What is needed is a word-for-word copy of the listing below, without pictures.

----------

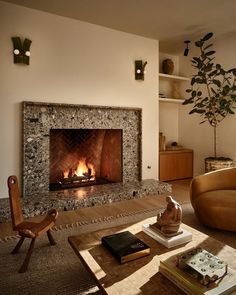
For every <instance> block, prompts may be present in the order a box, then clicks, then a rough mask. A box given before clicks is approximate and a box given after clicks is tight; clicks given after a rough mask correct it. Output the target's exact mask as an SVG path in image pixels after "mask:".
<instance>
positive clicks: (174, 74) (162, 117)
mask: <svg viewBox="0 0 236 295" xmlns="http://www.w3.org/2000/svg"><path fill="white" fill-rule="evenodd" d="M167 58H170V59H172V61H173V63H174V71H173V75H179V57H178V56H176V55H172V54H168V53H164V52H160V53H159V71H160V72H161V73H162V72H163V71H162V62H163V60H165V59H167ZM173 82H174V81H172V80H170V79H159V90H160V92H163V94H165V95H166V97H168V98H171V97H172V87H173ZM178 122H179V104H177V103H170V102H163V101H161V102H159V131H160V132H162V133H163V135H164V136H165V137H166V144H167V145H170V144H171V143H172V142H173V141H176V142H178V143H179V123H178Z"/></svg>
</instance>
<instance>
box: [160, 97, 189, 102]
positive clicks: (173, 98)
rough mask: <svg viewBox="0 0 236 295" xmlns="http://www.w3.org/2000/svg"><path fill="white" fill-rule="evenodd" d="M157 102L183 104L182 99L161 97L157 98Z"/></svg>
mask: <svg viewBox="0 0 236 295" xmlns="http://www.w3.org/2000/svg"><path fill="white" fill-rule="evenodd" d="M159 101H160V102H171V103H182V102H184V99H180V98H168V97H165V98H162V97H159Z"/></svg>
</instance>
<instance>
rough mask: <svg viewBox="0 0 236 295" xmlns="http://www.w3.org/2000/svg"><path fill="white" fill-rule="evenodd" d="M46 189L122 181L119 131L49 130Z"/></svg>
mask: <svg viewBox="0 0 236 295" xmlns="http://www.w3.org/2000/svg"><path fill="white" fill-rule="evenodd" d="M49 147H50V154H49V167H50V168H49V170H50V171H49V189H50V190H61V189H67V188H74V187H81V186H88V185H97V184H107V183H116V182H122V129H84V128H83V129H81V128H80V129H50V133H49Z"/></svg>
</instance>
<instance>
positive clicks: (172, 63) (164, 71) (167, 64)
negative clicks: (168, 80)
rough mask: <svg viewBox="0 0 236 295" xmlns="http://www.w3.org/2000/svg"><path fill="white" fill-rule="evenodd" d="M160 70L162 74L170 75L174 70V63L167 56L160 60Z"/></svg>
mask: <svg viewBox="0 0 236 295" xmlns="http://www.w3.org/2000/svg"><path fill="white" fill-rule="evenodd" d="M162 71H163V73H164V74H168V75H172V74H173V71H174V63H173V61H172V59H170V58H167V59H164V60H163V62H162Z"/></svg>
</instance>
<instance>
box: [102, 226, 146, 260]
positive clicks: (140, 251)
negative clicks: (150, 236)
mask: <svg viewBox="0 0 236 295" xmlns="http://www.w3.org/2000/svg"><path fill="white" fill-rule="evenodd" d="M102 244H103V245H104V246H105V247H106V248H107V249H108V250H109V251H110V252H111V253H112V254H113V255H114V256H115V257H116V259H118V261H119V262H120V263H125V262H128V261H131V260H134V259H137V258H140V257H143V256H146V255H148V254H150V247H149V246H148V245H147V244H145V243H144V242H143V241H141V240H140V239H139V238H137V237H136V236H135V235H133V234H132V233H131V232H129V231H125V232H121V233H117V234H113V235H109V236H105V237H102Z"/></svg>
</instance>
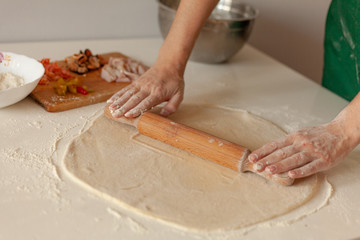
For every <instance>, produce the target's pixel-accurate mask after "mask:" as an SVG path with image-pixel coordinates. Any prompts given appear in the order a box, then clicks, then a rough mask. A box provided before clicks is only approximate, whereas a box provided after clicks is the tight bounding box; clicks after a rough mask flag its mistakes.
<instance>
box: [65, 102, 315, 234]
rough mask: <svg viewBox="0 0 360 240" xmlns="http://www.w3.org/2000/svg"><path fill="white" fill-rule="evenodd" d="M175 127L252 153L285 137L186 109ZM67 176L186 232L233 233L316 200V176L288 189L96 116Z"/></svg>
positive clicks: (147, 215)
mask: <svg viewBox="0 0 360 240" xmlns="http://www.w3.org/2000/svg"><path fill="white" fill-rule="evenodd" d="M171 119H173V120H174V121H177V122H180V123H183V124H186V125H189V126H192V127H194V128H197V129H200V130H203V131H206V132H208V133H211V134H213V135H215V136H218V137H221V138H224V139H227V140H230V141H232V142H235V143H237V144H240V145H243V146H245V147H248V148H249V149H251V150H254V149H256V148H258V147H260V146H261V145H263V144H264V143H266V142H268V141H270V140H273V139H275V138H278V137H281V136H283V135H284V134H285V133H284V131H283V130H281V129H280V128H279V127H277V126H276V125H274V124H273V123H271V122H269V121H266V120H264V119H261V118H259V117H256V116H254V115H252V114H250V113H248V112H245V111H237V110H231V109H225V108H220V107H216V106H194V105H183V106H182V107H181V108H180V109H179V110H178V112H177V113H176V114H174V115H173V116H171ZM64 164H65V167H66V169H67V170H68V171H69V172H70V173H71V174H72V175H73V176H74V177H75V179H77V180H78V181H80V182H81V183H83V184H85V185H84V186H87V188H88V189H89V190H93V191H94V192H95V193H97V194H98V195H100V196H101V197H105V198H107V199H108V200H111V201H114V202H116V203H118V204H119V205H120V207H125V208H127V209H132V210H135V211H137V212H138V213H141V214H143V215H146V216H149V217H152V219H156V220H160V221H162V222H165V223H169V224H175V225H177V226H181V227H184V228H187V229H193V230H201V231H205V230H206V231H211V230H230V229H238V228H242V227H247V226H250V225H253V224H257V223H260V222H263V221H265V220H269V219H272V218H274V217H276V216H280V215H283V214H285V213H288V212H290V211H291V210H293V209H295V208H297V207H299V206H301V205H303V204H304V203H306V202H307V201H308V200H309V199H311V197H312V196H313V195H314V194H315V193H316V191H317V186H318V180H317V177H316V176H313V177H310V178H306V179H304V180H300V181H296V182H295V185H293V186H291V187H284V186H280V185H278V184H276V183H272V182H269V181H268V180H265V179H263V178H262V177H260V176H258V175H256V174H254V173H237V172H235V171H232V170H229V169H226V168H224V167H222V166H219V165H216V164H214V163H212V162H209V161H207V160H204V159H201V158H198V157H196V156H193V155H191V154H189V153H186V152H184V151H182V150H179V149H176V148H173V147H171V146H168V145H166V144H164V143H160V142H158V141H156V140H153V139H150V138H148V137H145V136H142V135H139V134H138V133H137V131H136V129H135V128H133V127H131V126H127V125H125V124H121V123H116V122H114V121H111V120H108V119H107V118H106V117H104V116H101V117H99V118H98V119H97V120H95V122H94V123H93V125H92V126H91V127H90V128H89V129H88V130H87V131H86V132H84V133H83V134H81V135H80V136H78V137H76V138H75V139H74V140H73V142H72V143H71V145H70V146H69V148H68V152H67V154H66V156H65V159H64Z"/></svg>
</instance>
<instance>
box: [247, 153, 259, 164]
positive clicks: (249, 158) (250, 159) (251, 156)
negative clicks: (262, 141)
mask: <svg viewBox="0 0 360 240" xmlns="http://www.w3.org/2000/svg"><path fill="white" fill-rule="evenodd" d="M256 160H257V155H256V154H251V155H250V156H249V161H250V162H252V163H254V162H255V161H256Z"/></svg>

----------

▶ [RESPONSE BELOW]
For every <instance> block, prompts may be present in the order a box, then clicks, then a rough mask. A box given before clicks is approximate and a box given after clicks is tight; clicks given after a rough mask correct it. Output the target's exact mask as an SVG path in image pixels after "mask:".
<instance>
positive clicks: (174, 74) (162, 117)
mask: <svg viewBox="0 0 236 295" xmlns="http://www.w3.org/2000/svg"><path fill="white" fill-rule="evenodd" d="M167 58H170V59H172V61H173V63H174V71H173V75H179V57H178V56H176V55H172V54H168V53H164V52H160V53H159V71H160V72H161V73H162V72H163V71H162V62H163V60H165V59H167ZM173 82H174V81H172V80H170V79H159V90H160V92H163V94H165V95H166V97H168V98H171V97H172V87H173ZM178 122H179V104H177V103H170V102H163V101H161V102H159V131H160V132H162V133H163V135H164V136H165V137H166V144H167V145H170V144H171V143H172V142H173V141H176V142H178V143H179V123H178Z"/></svg>
</instance>
<instance>
box: [160, 97, 189, 102]
positive clicks: (173, 98)
rough mask: <svg viewBox="0 0 236 295" xmlns="http://www.w3.org/2000/svg"><path fill="white" fill-rule="evenodd" d="M157 102L183 104L182 99L161 97L157 98Z"/></svg>
mask: <svg viewBox="0 0 236 295" xmlns="http://www.w3.org/2000/svg"><path fill="white" fill-rule="evenodd" d="M159 101H160V102H171V103H182V102H184V99H180V98H168V97H165V98H162V97H159Z"/></svg>
</instance>
<instance>
rough mask: <svg viewBox="0 0 236 295" xmlns="http://www.w3.org/2000/svg"><path fill="white" fill-rule="evenodd" d="M46 189L122 181L119 131L49 130Z"/></svg>
mask: <svg viewBox="0 0 236 295" xmlns="http://www.w3.org/2000/svg"><path fill="white" fill-rule="evenodd" d="M49 147H50V154H49V167H50V168H49V170H50V171H49V189H50V190H61V189H67V188H74V187H81V186H88V185H97V184H107V183H116V182H122V129H84V128H83V129H81V128H80V129H50V133H49Z"/></svg>
</instance>
<instance>
positive clicks: (172, 63) (164, 71) (167, 64)
negative clicks: (168, 80)
rough mask: <svg viewBox="0 0 236 295" xmlns="http://www.w3.org/2000/svg"><path fill="white" fill-rule="evenodd" d="M160 70L162 74L170 75L174 70V63L167 56L160 60Z"/></svg>
mask: <svg viewBox="0 0 236 295" xmlns="http://www.w3.org/2000/svg"><path fill="white" fill-rule="evenodd" d="M162 71H163V73H164V74H168V75H172V74H173V71H174V63H173V61H172V59H170V58H167V59H164V60H163V62H162Z"/></svg>
</instance>
<instance>
box: [102, 226, 146, 260]
positive clicks: (140, 251)
negative clicks: (150, 236)
mask: <svg viewBox="0 0 236 295" xmlns="http://www.w3.org/2000/svg"><path fill="white" fill-rule="evenodd" d="M102 244H103V245H104V246H105V247H106V248H107V249H108V250H109V251H110V252H111V253H112V254H113V255H114V256H115V257H116V259H118V261H119V262H120V263H125V262H128V261H131V260H134V259H137V258H140V257H143V256H146V255H148V254H150V247H149V246H148V245H147V244H145V243H144V242H143V241H141V240H140V239H139V238H137V237H136V236H135V235H133V234H132V233H131V232H129V231H125V232H121V233H117V234H113V235H109V236H105V237H102Z"/></svg>
</instance>
For every <instance>, produce the target's pixel-accurate mask after "mask:" as an SVG path with image-pixel coordinates. Any prompts given appear in the order a box, then clicks, then a rough mask. A box provided before clicks is only approximate, whereas a box provided after clicks is the tight bounding box; clicks after a rough mask flag its mistakes.
<instance>
box: [65, 102, 315, 234]
rough mask: <svg viewBox="0 0 360 240" xmlns="http://www.w3.org/2000/svg"><path fill="white" fill-rule="evenodd" d="M175 127L252 153L285 137L186 109ZM67 176L186 232L233 233L316 200V176L288 189L96 116Z"/></svg>
positive clicks: (147, 215)
mask: <svg viewBox="0 0 360 240" xmlns="http://www.w3.org/2000/svg"><path fill="white" fill-rule="evenodd" d="M171 119H173V120H174V121H177V122H180V123H183V124H186V125H189V126H192V127H194V128H197V129H200V130H203V131H206V132H208V133H211V134H213V135H215V136H218V137H221V138H224V139H227V140H230V141H232V142H235V143H237V144H240V145H243V146H245V147H248V148H249V149H251V150H254V149H256V148H258V147H260V146H261V145H263V144H264V143H266V142H268V141H270V140H273V139H275V138H278V137H281V136H283V135H284V134H285V133H284V131H283V130H281V129H280V128H279V127H277V126H276V125H274V124H273V123H271V122H269V121H266V120H264V119H261V118H259V117H256V116H254V115H252V114H250V113H248V112H245V111H237V110H231V109H225V108H220V107H216V106H194V105H183V106H182V107H181V108H180V109H179V110H178V112H177V113H176V114H174V115H173V116H171ZM64 164H65V167H66V169H67V170H68V171H69V172H70V173H71V174H72V175H73V176H74V177H75V179H77V180H78V181H80V182H81V183H83V184H85V185H84V186H87V188H88V189H89V190H93V191H94V192H95V193H97V194H98V195H100V196H101V197H105V198H107V199H108V200H111V201H114V202H116V203H118V204H119V205H120V207H125V208H127V209H132V210H135V211H137V212H138V213H141V214H143V215H146V216H149V217H152V219H156V220H160V221H162V222H165V223H169V224H175V225H177V226H181V227H184V228H187V229H193V230H201V231H205V230H206V231H211V230H230V229H238V228H242V227H247V226H250V225H253V224H257V223H260V222H263V221H265V220H269V219H272V218H274V217H276V216H280V215H283V214H285V213H288V212H290V211H291V210H293V209H295V208H297V207H299V206H301V205H303V204H304V203H306V202H307V201H308V200H309V199H311V197H312V196H313V195H314V194H315V193H316V191H317V186H318V180H317V177H316V176H313V177H310V178H306V179H304V180H300V181H296V182H295V185H293V186H291V187H284V186H280V185H278V184H276V183H272V182H269V181H268V180H265V179H263V178H262V177H260V176H258V175H256V174H254V173H237V172H235V171H232V170H229V169H226V168H224V167H222V166H219V165H216V164H214V163H212V162H209V161H207V160H204V159H201V158H198V157H196V156H193V155H191V154H189V153H186V152H184V151H182V150H179V149H176V148H173V147H171V146H168V145H166V144H164V143H160V142H158V141H156V140H153V139H150V138H148V137H145V136H142V135H139V134H138V133H137V131H136V129H135V128H133V127H131V126H127V125H125V124H121V123H116V122H114V121H111V120H108V119H107V118H106V117H104V116H101V117H99V118H98V119H97V120H95V122H94V123H93V125H92V126H91V127H90V128H89V129H88V130H87V131H86V132H84V133H83V134H81V135H80V136H78V137H76V138H75V139H74V140H73V142H72V143H71V145H70V146H69V148H68V152H67V154H66V156H65V159H64Z"/></svg>
</instance>
<instance>
box: [247, 153, 259, 164]
positive clicks: (249, 158) (250, 159) (251, 156)
negative clicks: (262, 141)
mask: <svg viewBox="0 0 360 240" xmlns="http://www.w3.org/2000/svg"><path fill="white" fill-rule="evenodd" d="M256 160H257V155H256V154H251V155H250V156H249V161H250V162H252V163H254V162H255V161H256Z"/></svg>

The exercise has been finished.